→ Records from a collection

• • •

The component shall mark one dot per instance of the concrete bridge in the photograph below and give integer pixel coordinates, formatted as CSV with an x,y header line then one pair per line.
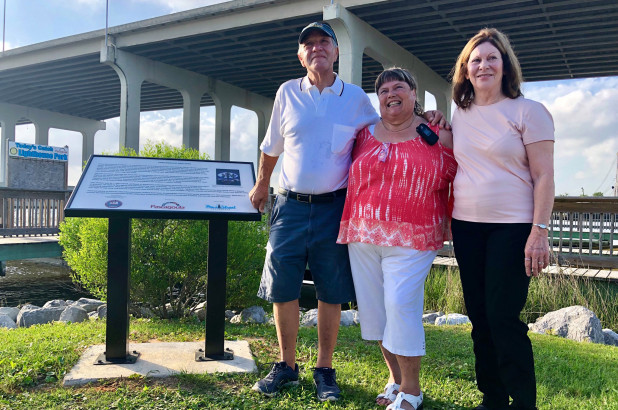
x,y
237,53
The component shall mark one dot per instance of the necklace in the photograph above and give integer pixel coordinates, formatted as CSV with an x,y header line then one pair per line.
x,y
403,129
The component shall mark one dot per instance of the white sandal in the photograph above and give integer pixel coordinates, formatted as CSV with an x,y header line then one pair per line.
x,y
416,401
389,392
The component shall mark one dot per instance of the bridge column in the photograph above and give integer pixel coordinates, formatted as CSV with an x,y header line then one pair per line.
x,y
87,144
41,134
8,134
131,80
191,118
222,128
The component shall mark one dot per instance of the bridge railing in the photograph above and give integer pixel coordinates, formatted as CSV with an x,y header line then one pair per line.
x,y
584,231
31,212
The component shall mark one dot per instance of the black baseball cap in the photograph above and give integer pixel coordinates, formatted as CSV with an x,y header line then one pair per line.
x,y
317,26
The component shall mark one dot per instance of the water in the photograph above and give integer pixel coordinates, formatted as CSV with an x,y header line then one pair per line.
x,y
37,281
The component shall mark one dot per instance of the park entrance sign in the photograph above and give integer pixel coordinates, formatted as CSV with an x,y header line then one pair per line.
x,y
122,188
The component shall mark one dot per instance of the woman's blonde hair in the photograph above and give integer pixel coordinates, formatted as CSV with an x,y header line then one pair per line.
x,y
463,92
399,74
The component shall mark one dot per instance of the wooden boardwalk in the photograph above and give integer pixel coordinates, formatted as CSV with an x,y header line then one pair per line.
x,y
610,275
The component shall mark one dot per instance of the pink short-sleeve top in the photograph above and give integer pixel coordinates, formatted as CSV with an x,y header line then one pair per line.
x,y
493,182
397,193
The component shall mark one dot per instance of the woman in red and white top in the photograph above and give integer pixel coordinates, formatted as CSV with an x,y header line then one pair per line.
x,y
394,221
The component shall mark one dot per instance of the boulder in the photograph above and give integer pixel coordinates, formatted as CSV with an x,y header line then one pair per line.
x,y
73,314
102,311
253,314
56,303
25,308
430,317
347,317
199,311
310,318
7,322
10,312
574,322
610,337
89,305
452,319
39,316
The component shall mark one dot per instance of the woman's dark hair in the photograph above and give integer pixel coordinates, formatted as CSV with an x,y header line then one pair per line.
x,y
399,74
463,92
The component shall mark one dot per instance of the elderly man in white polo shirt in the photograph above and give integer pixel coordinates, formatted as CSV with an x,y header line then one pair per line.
x,y
314,123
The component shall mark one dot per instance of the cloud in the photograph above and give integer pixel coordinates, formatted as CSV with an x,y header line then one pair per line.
x,y
586,131
7,46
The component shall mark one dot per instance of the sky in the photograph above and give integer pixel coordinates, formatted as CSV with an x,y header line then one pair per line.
x,y
584,110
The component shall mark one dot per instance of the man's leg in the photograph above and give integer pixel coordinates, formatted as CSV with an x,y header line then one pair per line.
x,y
329,316
286,321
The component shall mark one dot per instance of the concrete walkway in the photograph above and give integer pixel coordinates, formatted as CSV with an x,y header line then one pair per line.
x,y
159,360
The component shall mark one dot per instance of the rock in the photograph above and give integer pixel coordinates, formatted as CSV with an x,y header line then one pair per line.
x,y
431,317
141,311
102,311
7,322
199,311
74,314
610,337
253,314
38,316
89,305
10,312
347,317
574,322
310,318
452,319
25,308
56,303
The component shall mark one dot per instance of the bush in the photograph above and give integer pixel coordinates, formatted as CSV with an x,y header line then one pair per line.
x,y
168,257
547,293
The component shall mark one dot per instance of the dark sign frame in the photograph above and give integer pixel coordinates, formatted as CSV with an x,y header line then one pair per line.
x,y
119,264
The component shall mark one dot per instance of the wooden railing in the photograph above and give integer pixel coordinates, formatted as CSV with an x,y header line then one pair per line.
x,y
584,231
31,212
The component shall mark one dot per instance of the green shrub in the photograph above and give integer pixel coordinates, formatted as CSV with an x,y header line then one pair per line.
x,y
168,257
547,293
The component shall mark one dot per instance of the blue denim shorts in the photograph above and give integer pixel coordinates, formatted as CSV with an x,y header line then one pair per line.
x,y
304,234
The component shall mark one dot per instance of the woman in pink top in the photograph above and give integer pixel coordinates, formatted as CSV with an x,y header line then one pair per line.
x,y
504,192
395,220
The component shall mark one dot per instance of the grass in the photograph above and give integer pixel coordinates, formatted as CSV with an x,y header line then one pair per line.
x,y
34,360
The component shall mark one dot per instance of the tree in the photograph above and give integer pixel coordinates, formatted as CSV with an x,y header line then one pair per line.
x,y
168,257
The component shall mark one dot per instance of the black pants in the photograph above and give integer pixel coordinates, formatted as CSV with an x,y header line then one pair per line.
x,y
495,286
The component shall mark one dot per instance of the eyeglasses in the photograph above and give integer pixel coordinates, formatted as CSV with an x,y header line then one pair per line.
x,y
383,154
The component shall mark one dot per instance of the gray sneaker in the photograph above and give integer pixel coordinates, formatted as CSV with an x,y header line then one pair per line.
x,y
280,375
325,382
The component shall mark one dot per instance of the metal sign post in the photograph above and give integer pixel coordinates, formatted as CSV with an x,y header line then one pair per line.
x,y
121,188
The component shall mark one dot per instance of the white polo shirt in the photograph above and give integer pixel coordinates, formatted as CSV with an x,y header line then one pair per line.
x,y
316,132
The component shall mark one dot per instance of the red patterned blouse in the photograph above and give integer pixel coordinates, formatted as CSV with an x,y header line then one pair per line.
x,y
398,193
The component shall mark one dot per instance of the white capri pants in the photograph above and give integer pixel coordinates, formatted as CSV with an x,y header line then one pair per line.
x,y
390,283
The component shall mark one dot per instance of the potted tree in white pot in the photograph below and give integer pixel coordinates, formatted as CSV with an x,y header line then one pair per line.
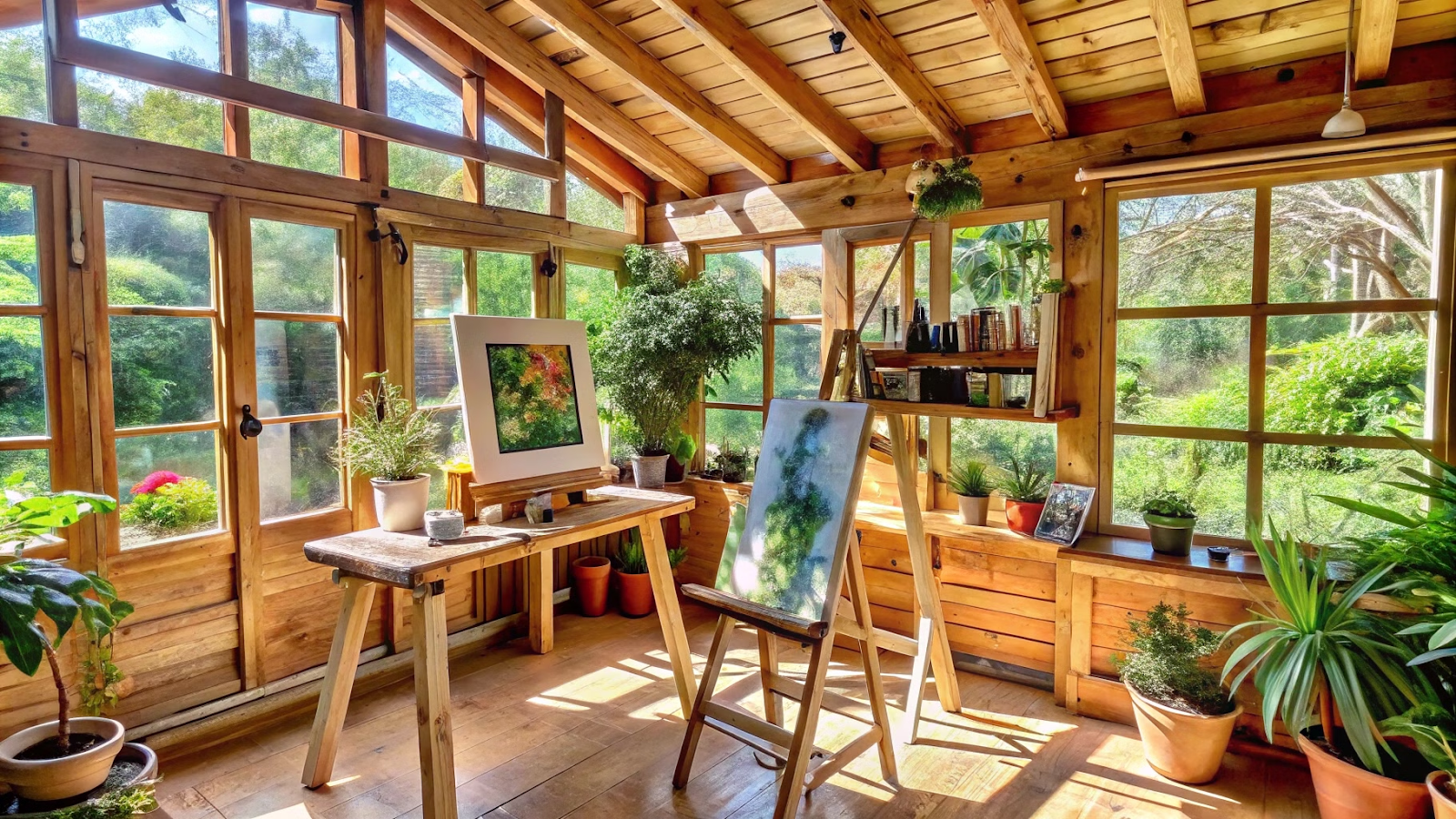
x,y
666,336
395,445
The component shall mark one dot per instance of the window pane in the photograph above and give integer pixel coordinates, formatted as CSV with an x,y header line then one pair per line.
x,y
157,256
295,267
296,470
29,467
298,368
1346,373
22,376
1350,239
160,370
1184,372
167,486
24,57
1293,475
439,281
434,365
19,283
1210,472
1188,249
800,288
797,360
502,285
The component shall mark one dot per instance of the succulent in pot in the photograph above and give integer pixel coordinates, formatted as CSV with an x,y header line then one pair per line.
x,y
1183,712
395,445
70,755
1171,519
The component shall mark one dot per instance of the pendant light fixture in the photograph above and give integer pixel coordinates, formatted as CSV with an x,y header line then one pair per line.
x,y
1349,123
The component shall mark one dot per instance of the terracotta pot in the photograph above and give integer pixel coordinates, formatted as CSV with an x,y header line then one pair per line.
x,y
592,576
1023,516
973,509
1186,748
633,593
400,504
47,780
1347,792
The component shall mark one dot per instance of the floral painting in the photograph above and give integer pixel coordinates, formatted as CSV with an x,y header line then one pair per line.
x,y
535,395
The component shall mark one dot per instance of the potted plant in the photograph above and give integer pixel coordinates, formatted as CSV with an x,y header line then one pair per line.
x,y
1320,662
667,334
395,445
1026,487
1184,714
1171,518
70,755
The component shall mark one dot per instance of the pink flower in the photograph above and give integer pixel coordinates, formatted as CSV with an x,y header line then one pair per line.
x,y
155,480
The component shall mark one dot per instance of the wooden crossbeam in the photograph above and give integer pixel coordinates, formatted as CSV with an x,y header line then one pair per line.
x,y
735,46
1179,58
1008,29
589,31
893,65
488,35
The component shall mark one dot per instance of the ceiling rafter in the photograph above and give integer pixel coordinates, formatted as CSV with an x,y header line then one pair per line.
x,y
589,31
488,35
893,65
1008,29
742,50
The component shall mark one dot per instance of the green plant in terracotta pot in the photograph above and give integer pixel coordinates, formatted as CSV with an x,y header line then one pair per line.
x,y
1171,519
1184,714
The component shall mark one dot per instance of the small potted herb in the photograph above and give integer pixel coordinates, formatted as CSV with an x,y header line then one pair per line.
x,y
1171,518
973,489
1026,487
1183,712
395,445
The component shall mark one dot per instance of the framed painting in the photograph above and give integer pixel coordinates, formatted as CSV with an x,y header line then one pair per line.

• • •

→ Your objective
The result consists of the line with "The component shall mark one dot per instance of the small" through the last line of the entries above, repeated exactly and with nothing else.

→ Task result
The component shall mark one dot per instance of the small potted herb in the photograph above and give integer pixel coordinates, formatted as CSV with an x,y header line then one pair per line.
x,y
1171,518
973,489
1026,487
1183,712
395,445
The component shall mark one dot per instance of the framed painting in the photograph above and give integer pixel coordinates, formatted as CSV with an x,y header line then one pair per line.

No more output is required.